_AIM OF THE TASK_
Could you return every record below without changing a word?

[Referring expression pointing data]
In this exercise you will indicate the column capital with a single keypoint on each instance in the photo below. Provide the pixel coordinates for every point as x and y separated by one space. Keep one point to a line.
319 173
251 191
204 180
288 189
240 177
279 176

_ANSWER AREA_
In this exercise you will indicate the column capital with a single keypoint on each instance in the photo below. Provide the pixel coordinates for every point as x and y separated by one space. Keep one point to a line.
319 173
251 191
204 180
288 189
240 177
279 176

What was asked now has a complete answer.